> [Passage shown]:
========================================================================

Secular culture may be ideologically opposed to all religion but it provides a friendly enough space for educational, self-help and self-improvement activities of all kinds.

Thus, ironically, while the Catholic Church’s clerical culture has remained rigidly hierarchical and inertial, the secular revolution has made collaboration and re-education routine for lay people in their ordinary lives. So it has also made most of them far more ready to embrace change in their Church than too many of their ageing clergy.

Accountancy, counseling, psychotherapy, medicine, nursing, care of the aged and dying, teaching, business management, 12step expertise – all these and more are skills of obvious application in reeducating and rebuilding local Catholic parishes and communities, yet our Church is still dogged by an attitude expressed by one priest to an acquaintance of mine when (noticing the altar candles were unlit before Mass) he went to the sacristy to ask if he could be of any help. “No,” was the priest’s reply. “This is a one-man show!”

This autocratic inertia is still deeply embedded in the Catholic clerical system through its territorial and hierarchical principles, making bishops and priests solely responsible in their dioceses and parishes.

Canon law, the basic organizational blueprint of the Church, still arguably gives an incoming parish priest the authority to abolish any structure or arrangement that may have been created or permitted by his predecessor.

This is far too great a threat to reform. This fact alone will make many of us pause before investing time and energy in the reforms now mooted in some dioceses.

Why on earth, if there is now a commitment to change, is canon law not revised to require, for example, open elections for parish councils, and scope for decisions by those councils that could not be overruled by an incoming priest of the old school?

========================================================================

> [Problems to solve]:
A) From the passage on Church reform, write out the text beginning at the words "Why on earth, if" and stopping after "the old school?".
B) In the passage on Church reform, what authority does canon law arguably give an incoming parish priest?
C) Condense the paragraph in the passage on Church reform that begins "Thus, ironically" into a single shorter sentence that keeps its main facts.

> [Supplied material]:
========================================================================

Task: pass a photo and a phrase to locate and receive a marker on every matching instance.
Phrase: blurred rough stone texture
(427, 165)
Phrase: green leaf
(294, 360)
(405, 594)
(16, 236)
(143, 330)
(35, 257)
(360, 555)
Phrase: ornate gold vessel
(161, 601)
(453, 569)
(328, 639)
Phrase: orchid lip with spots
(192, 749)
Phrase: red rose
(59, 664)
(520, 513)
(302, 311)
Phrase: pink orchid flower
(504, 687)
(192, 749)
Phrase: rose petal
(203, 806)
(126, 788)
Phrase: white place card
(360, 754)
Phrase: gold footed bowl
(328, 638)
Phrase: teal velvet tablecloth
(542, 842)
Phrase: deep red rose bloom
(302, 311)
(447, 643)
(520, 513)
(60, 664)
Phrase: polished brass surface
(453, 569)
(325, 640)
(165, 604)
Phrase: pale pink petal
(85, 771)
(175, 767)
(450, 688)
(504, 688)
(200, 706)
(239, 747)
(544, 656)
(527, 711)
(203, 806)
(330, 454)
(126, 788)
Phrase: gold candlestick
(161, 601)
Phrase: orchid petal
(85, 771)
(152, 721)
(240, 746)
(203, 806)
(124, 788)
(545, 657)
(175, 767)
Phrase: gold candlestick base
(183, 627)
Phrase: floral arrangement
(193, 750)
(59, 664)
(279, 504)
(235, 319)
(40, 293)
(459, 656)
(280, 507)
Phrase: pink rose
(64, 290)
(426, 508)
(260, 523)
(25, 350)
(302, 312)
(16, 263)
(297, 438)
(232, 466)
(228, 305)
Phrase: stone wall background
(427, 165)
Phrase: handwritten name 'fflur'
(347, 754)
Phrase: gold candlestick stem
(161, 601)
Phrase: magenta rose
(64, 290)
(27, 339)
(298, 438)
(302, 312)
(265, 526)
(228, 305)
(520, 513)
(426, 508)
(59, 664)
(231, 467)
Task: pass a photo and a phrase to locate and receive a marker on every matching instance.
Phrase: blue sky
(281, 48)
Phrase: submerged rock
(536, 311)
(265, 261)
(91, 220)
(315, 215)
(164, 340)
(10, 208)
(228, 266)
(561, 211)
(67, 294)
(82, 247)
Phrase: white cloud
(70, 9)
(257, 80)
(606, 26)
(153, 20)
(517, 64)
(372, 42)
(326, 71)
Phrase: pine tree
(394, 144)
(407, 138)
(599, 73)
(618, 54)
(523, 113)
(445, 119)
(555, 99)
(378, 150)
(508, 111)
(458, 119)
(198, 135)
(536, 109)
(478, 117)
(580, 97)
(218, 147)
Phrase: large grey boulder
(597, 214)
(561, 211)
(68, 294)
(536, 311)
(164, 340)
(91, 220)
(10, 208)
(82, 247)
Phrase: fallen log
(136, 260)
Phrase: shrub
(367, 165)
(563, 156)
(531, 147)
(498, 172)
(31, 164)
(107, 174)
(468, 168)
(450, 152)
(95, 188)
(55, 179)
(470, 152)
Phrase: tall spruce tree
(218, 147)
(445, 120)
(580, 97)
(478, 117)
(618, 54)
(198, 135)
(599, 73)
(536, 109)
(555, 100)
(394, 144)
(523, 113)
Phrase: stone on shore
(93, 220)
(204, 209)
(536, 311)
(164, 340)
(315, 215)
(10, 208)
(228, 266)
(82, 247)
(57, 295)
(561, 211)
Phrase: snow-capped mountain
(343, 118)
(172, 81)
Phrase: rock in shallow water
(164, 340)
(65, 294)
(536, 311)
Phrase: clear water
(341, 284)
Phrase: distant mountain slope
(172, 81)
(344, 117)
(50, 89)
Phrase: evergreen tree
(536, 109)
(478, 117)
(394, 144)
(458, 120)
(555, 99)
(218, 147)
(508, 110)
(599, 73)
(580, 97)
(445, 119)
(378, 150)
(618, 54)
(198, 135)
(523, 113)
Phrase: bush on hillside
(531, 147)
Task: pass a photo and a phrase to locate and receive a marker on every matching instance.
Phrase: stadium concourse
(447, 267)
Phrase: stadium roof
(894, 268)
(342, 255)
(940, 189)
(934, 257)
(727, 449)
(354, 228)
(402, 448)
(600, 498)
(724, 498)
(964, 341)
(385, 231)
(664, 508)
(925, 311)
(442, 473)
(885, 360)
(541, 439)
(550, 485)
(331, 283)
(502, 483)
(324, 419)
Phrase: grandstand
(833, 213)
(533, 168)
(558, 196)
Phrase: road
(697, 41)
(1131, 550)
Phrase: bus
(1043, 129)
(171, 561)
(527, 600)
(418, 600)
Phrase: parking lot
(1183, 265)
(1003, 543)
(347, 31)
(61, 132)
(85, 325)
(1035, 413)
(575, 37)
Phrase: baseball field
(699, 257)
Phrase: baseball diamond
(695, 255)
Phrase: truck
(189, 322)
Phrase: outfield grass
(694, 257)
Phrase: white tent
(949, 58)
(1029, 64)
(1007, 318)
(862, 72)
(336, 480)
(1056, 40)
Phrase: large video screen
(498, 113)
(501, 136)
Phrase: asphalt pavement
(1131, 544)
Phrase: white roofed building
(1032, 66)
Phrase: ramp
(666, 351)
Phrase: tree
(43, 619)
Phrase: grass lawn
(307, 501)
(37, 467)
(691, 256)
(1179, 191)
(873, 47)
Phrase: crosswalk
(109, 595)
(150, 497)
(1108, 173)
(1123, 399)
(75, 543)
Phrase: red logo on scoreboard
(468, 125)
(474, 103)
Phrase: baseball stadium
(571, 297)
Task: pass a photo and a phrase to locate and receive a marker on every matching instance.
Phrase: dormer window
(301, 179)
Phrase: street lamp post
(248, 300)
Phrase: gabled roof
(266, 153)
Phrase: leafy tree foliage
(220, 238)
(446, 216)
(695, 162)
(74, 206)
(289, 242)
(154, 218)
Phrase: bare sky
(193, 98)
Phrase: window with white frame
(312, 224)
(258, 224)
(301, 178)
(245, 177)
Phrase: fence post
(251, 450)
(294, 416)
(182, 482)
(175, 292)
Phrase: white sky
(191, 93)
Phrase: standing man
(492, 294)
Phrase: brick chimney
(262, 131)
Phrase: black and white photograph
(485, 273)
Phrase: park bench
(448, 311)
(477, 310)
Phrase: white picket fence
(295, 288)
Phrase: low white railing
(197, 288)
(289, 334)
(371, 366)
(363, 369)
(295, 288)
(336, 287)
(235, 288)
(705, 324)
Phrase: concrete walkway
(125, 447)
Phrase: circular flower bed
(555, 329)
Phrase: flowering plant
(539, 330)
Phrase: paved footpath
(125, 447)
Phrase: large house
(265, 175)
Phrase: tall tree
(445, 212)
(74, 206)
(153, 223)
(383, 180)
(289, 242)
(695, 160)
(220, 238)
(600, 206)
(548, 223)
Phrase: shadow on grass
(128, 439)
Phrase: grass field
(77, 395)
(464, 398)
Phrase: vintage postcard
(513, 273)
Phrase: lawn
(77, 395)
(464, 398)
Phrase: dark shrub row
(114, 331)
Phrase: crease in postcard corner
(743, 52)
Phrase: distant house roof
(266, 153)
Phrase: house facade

========================================================================

> [Solutions]:
A)
Why on earth, if there is now a commitment to change, is canon law not revised to require, for example, open elections for parish councils, and scope for decisions by those councils that could not be overruled by an incoming priest of the old school?

B) The authority to abolish any structure or arrangement that may have been created or permitted by his predecessor.

C) While the Catholic Church's clerical culture has stayed rigidly hierarchical and inertial, the secular revolution has made collaboration and re-education routine for lay people, leaving most of them far readier than many of their ageing clergy to embrace change in their Church.